▶ **Selected text**:
The last time the amendment was on the ballot it was so unpopular that it managed to drive more voters to the polls to defeat it, making Colorado one of the few states to not vote in a Republican majority.

News Politics

Personhood Colorado Files Lawsuit to Put Egg-as-Person Amendment On 2012 Ballot

Robin Marty

The movement to grant legal rights to fertilized eggs is demanding a chance to still get their amendment on the 2012 ballot.

The Colorado Secretary of State has said that Personhood Colorado did not obtain enough valid signatures to put a third amendment granting legal rights to fertilized eggs on the 2012 election ballot. Personhood Colorado disagrees, and they have filed a lawsuit asking for the signature issue to be resolved in time for November’s election. They argue the group wasn’t given sufficient opportunity to address what the Secretary of State’s office said were thousands of invalid signatures which disqualified the amendment from appearing on the November ballot.

▶ **Short task**: Reproduce word for word the part of the Personhood Colorado article starting with "The last time" and going on through "the 2012 ballot.".

▶ **Supplied records**:
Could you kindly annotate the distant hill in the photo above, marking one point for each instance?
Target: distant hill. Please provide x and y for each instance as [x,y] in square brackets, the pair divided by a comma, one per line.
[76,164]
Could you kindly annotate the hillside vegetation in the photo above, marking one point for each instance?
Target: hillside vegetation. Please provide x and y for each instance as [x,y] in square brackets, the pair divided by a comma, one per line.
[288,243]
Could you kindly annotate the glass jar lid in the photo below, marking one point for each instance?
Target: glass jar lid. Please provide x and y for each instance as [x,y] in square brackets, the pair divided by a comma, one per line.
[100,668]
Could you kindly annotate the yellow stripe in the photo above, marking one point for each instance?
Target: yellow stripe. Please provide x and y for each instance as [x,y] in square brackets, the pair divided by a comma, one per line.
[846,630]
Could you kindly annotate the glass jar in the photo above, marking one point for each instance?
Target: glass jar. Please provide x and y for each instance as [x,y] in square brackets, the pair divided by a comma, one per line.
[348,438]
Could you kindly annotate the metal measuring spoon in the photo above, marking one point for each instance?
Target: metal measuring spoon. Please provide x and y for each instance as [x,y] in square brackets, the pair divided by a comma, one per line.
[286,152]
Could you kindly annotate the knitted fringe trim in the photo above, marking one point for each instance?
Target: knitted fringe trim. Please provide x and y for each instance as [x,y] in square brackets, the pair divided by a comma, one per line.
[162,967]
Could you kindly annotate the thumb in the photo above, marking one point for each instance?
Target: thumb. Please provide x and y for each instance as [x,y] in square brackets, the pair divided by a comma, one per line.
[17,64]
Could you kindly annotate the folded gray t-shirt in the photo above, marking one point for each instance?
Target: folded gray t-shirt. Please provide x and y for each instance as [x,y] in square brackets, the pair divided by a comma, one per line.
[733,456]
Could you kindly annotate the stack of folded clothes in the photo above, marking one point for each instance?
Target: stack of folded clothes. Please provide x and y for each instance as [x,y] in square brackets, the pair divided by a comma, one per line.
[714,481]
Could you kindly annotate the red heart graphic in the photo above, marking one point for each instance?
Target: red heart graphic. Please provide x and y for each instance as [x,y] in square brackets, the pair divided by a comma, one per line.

▶ **Answer for the task**:
The last time the amendment was on the ballot it was so unpopular that it managed to drive more voters to the polls to defeat it, making Colorado one of the few states to not vote in a Republican majority.

News Politics

Personhood Colorado Files Lawsuit to Put Egg-as-Person Amendment On 2012 Ballot

Robin Marty

The movement to grant legal rights to fertilized eggs is demanding a chance to still get their amendment on the 2012 ballot.